### Exercise requirements
Set down exactly the lines below between the line holding "Could you kindly tag the background" and the line holding "Could you kindly tag the purple flower", inclusive; no other line belongs in the answer.

★ ★ ★ ★ ★

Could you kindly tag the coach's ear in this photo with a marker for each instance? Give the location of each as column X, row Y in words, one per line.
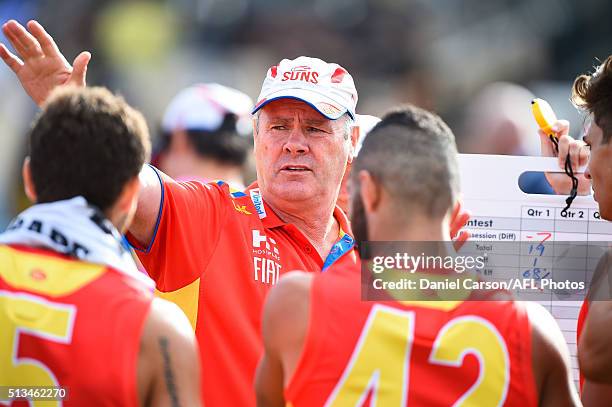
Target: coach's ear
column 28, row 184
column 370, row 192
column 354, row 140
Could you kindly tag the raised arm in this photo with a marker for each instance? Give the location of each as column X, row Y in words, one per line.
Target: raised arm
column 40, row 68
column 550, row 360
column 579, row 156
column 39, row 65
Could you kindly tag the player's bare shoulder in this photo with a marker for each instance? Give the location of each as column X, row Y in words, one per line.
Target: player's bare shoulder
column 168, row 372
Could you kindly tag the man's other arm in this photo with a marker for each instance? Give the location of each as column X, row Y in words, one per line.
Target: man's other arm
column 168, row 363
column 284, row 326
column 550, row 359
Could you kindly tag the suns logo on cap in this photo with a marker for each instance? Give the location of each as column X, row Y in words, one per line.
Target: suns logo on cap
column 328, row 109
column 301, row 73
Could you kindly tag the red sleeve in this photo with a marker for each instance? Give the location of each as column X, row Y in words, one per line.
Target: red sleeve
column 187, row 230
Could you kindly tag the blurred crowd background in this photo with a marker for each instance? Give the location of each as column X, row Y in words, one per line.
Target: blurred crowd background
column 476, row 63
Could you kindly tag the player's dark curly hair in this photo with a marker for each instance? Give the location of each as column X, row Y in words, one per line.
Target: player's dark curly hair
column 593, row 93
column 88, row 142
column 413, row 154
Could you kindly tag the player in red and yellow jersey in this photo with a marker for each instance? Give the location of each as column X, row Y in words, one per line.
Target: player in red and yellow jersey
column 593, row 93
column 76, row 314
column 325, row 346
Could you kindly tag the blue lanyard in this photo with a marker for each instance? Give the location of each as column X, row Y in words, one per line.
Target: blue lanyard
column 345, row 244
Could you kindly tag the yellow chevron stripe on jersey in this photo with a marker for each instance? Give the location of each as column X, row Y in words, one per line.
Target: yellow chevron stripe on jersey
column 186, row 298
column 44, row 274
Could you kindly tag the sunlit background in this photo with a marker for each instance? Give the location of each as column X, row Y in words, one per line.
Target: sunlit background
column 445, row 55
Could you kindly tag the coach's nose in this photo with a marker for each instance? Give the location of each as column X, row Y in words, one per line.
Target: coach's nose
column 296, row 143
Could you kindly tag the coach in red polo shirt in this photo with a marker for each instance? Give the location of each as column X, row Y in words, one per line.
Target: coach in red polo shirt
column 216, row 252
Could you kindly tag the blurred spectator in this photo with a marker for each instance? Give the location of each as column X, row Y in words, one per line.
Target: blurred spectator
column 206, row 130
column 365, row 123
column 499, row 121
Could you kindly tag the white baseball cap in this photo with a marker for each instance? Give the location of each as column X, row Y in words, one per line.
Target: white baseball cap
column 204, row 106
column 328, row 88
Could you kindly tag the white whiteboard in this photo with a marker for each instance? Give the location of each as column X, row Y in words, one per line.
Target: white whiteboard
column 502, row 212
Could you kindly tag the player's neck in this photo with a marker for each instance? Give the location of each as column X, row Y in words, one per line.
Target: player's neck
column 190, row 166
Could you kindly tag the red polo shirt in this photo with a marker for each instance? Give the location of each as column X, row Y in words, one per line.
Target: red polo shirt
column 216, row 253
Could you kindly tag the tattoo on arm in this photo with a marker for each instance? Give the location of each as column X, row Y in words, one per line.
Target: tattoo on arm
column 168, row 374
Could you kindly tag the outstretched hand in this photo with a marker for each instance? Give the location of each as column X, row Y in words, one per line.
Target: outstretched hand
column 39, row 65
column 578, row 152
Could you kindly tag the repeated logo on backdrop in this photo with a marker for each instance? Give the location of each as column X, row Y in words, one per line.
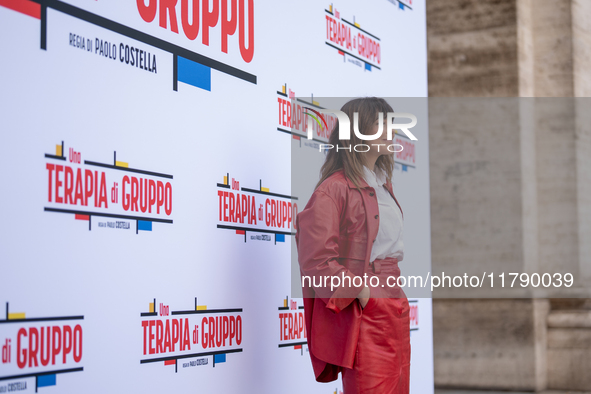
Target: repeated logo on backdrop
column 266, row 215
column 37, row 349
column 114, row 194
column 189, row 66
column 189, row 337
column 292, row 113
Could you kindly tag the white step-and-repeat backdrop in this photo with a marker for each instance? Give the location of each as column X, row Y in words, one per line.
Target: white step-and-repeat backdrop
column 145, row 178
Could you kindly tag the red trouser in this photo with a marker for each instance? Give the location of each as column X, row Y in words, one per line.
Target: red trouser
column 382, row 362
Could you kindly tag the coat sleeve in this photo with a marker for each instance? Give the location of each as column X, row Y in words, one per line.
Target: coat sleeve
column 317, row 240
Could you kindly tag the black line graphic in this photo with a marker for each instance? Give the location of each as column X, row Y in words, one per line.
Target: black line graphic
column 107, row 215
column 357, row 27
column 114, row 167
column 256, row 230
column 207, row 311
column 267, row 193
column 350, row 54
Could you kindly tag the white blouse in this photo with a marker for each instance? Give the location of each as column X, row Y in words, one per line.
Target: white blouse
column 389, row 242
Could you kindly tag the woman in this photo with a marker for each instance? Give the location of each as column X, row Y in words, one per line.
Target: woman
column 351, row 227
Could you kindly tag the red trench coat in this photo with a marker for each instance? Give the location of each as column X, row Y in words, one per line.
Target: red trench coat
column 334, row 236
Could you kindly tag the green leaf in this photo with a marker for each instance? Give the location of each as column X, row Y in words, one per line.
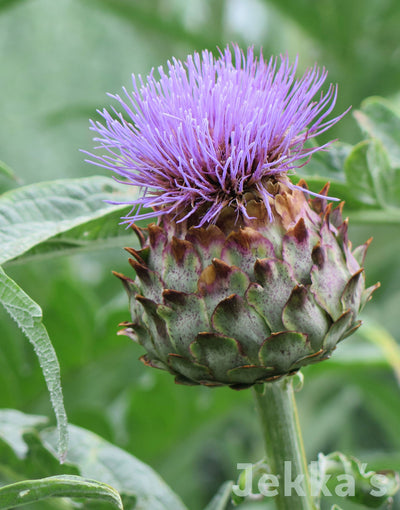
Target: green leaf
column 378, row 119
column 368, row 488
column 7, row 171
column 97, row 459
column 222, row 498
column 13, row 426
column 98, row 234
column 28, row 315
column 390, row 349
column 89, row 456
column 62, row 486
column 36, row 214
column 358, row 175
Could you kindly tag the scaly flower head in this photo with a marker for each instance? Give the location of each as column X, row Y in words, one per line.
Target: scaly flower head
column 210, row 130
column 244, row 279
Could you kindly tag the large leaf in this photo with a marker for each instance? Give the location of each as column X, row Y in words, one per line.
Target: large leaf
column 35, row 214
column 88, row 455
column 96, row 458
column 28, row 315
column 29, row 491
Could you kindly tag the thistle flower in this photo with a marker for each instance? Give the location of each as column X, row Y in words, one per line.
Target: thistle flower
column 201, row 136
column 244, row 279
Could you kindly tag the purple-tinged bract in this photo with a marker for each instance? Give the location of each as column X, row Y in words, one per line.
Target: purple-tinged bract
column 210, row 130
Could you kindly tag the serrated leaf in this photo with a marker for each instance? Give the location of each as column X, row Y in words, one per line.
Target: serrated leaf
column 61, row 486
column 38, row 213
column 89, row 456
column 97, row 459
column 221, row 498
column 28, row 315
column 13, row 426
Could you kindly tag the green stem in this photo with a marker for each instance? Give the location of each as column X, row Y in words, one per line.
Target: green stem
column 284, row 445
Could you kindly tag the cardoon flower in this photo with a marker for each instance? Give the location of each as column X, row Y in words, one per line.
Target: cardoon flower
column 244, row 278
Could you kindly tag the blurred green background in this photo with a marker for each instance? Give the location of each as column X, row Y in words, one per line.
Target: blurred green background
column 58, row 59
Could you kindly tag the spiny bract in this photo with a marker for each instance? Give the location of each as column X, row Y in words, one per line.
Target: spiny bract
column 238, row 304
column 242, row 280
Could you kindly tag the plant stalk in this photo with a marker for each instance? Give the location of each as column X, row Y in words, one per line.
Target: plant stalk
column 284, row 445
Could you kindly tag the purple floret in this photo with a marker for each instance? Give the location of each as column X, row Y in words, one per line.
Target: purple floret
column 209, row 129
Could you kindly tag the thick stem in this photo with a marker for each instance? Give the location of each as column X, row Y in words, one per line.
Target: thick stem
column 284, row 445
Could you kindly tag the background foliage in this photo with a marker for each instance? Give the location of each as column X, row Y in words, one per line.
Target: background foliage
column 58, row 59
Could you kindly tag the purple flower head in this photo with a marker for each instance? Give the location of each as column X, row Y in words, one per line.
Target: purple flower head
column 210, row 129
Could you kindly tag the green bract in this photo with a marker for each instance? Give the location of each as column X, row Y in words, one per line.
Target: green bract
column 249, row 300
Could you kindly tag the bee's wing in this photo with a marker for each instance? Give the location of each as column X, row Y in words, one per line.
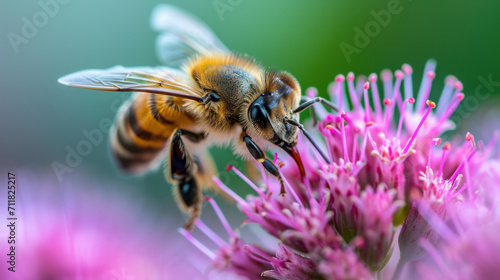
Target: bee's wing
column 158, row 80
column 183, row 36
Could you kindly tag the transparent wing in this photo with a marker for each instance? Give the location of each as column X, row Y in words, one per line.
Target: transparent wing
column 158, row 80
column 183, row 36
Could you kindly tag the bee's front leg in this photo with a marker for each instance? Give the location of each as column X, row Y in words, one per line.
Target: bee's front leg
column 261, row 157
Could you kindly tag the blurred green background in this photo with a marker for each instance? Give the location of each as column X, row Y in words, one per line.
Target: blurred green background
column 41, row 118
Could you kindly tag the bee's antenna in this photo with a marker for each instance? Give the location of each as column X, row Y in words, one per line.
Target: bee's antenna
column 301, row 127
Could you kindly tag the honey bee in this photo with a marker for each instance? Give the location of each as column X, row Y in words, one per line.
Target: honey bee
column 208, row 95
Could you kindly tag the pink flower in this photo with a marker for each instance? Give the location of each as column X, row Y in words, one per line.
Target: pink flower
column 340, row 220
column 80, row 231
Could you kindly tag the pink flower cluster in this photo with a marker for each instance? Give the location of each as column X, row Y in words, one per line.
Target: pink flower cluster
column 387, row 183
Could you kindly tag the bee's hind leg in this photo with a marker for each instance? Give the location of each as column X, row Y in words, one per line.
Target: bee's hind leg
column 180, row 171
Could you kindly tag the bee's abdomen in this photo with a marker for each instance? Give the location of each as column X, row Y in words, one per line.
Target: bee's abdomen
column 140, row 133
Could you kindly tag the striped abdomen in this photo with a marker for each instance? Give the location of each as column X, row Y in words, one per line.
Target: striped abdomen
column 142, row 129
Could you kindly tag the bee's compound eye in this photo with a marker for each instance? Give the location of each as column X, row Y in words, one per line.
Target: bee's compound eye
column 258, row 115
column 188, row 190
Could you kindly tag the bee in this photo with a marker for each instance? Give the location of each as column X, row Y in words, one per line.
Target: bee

★ ★ ★ ★ ★

### Answer to this problem
Could you kindly tag the background foliage in this photo with a marker for each instance? Give the location of each as column X, row Y in words, one per line.
Target: background foliage
column 58, row 59
Could you kindly tag the purple flower head in this photo with a marker for each instance? Give the location of each as column X, row Y in words, one per line.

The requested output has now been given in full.